## [BLOCCO DI TESTO]

════════════════

Sentenza Sentenza Cassazione Civile n. 24470 del 04/11/2020

Cassazione civile sez. III, 04/11/2020, (ud. 03/07/2020, dep. 04/11/2020), n.24470

LA CORTE SUPREMA DI CASSAZIONE

SEZIONE TERZA CIVILE

Composta dagli Ill.mi Sigg.ri Magistrati:

Dott. ARMANO Uliana – Presidente –

Dott. SESTINI Danilo – Consigliere –

Dott. OLIVIERI Stefano – rel. Consigliere –

Dott. SCODITTI Enrico – Consigliere –

Dott. IANNELLO Emilio – Consigliere –

ha pronunciato la seguente:

ORDINANZA

sul ricorso 26915/2017 proposto da:

C.O., elettivamente domiciliato in STRONGOLI, VIA SANTA

CROCE 6, presso lo studio dell’avvocato EUGENIA PERRI, che lo

rappresenta e difende;

– ricorrente –

e contro

PREFETTURA CAMPOBASSO, MINISTERO DELL’INTERNO, (OMISSIS), AGENZIA

DELLE ENTRATE – RISCOSSIONE (OMISSIS);

– intimati –

avverso la sentenza n. 156/2017 del GIUDICE DI PACE di CIRO’,

depositata il 28/04/2017;

udita la relazione della causa svolta nella Camera di consiglio del

03/07/2020 dal Consigliere Dott. STEFANO OLIVIERI.

 

Fatto

FATTI DI CAUSA

Il Giudice di Pace di Cirò, con sentenza in data 28.4.2017 n. 156, riconosciuta la propria competenza e qualificata la domanda proposta da C.O., nei confronti di Equitalia Sud s.p.a. e di Prefettura di Campobasso, come “opposizione alla esecuzione” ai sensi dell’art. 615 c.p.c., comma 1 – avendo l’opponente impugnato la cartella di pagamento notificatagli e recante la iscrizione a ruolo di somme dallo stesso dovute a titolo di sanzioni pecuniarie irrogate per violazioni delle norme del C.d.S., deducendo la illegittima iscrizione a ruolo per omessa notifica del verbale di contestazione infrazione e dunque la inesistenza del credito -, ha rigettato la opposizione in quanto, nel corso del processo, la Prefettura di Campobasso aveva prodotto documentazione comprovante la regolare notifica dei verbali di contestazione infrazione.

La sentenza di prime cure, non notificata, è stata impugnata con ricorso per cassazione da C.O. che ha dedotto un unico motivo.

Non hanno svolto difese gli intimati Prefettura di Campobasso ed Agenzia Entrate Riscossione (subentrata “ex lege” al soppresso agente di riscossione del D.L. n. 193 del 2016, ex art. 1), ai quali il ricorso è stato notificato telematicamente sia presso la sede legale, sia presso l’Avvocatura Generale dello Stato in data 30.10.2017.

════════════════

Dati per etichettare i luoghi:
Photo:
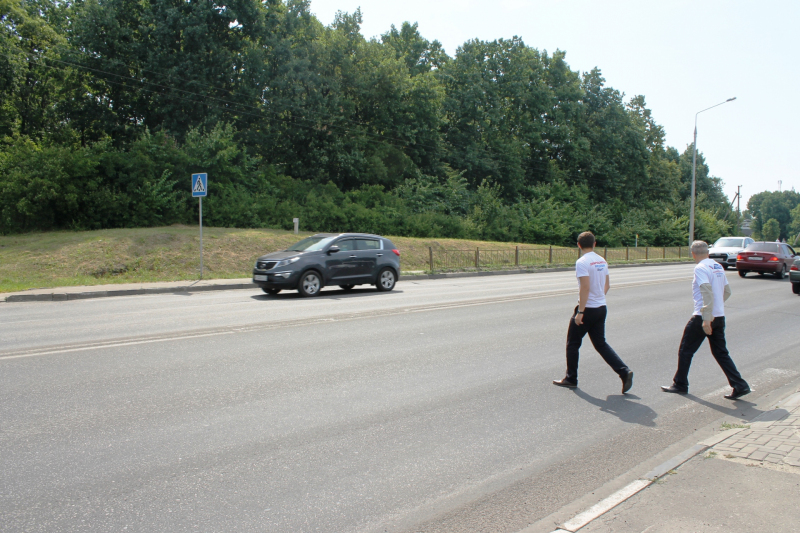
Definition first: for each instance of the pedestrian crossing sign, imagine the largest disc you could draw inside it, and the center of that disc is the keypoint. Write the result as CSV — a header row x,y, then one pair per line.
x,y
199,184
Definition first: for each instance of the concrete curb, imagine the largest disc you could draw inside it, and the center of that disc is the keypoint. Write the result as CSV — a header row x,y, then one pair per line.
x,y
65,296
665,468
62,297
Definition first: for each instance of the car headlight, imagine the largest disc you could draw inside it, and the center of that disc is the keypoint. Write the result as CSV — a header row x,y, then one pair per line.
x,y
287,262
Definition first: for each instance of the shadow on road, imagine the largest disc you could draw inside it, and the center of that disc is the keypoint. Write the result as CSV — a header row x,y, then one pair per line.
x,y
327,294
738,408
621,406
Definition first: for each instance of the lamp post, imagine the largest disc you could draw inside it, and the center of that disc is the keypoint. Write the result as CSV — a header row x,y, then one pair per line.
x,y
694,167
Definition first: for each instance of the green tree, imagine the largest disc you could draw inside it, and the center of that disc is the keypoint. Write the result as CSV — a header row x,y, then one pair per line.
x,y
771,230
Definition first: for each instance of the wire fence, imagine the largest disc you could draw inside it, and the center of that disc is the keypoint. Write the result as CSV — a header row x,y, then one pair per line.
x,y
477,259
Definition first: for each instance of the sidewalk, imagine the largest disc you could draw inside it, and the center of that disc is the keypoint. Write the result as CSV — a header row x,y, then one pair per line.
x,y
743,480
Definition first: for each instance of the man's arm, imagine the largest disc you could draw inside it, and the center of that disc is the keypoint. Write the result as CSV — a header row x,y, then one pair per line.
x,y
707,311
583,298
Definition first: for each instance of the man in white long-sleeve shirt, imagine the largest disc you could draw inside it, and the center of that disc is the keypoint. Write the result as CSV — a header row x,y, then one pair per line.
x,y
710,290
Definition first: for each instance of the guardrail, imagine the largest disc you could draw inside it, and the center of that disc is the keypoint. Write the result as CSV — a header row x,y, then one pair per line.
x,y
520,257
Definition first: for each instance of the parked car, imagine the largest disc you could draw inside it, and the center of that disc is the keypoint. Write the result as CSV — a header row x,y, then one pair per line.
x,y
726,249
762,257
343,259
794,275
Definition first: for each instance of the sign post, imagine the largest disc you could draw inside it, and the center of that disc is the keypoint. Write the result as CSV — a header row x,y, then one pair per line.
x,y
200,189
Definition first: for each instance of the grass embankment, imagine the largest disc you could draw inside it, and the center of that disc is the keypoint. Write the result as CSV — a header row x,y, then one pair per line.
x,y
61,259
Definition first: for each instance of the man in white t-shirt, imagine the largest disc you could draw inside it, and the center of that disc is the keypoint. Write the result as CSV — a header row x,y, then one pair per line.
x,y
590,316
710,290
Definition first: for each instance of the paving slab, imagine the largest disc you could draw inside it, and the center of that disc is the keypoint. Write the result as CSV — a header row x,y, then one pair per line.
x,y
710,495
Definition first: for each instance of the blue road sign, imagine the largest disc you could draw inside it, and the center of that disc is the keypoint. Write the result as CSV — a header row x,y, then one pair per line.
x,y
200,184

════════════════

## [IL TUO COMPITO]
Scrivi il seguito dell'ordinanza della Cassazione, partendo dopo l'ultima frase riportata. Questi dati vengono da un'altra fonte.

## [LA RISPOSTA]
Diritto

RAGIONI DELLA DECISIONE

Il Giudice di prime cure ha qualificato espressamente la domanda proposta dal C. come “opposizione alla esecuzione” ai sensi dell’art. 615 c.p.c., comma 1.

La norma dell’art. 616 c.p.c., che – in seguito all’intervento riformatore della L. 24 febbraio 2006, n. 52, art. 14, comma 1 – prevedeva la impugnazione della sentenza esclusivamente con ricorso straordinario per cassazione, ai sensi dell’art. 111 Cost., comma 7 (norma ritenuta speciale e dunque derogatoria della disciplina ordinaria ex art. 339 c.p.c., comma 3, come modificato dal D.Lgs. 2 febbraio 2006, n. 40, art. 1, relativa alla appellabilità limitata delle sentenze emesse dal Giudice di Pace secondo equità necessaria ai sensi dell’art. 113 c.p.c., comma 2: Corte Cass. Sez. 3, Ordinanza n. 14179 del 29/05/2008) è stata abrogata dalla L. 18 giugno 2009, n. 69, art. 49, comma 2, che ha ripristinato la ordinaria disciplina dell’appello, nella specie consentito limitatamente ai motivi tassativamente indicati nell’art. 339 c.p.c., comma 3 (violazione delle norme del procedimento; violazione delle norme costituzionali o comunitarie; violazione dei principi di diritto regolatori della materia), avendo la stesso C. evidenziato, nel ricorso, che la domanda era di valore inferiore ad Euro 2.500,00 e dunque la decisione del Giudice di Pace doveva ritenersi “ex lege” assunta secondo equità (art. 113 c.p.c., comma 3).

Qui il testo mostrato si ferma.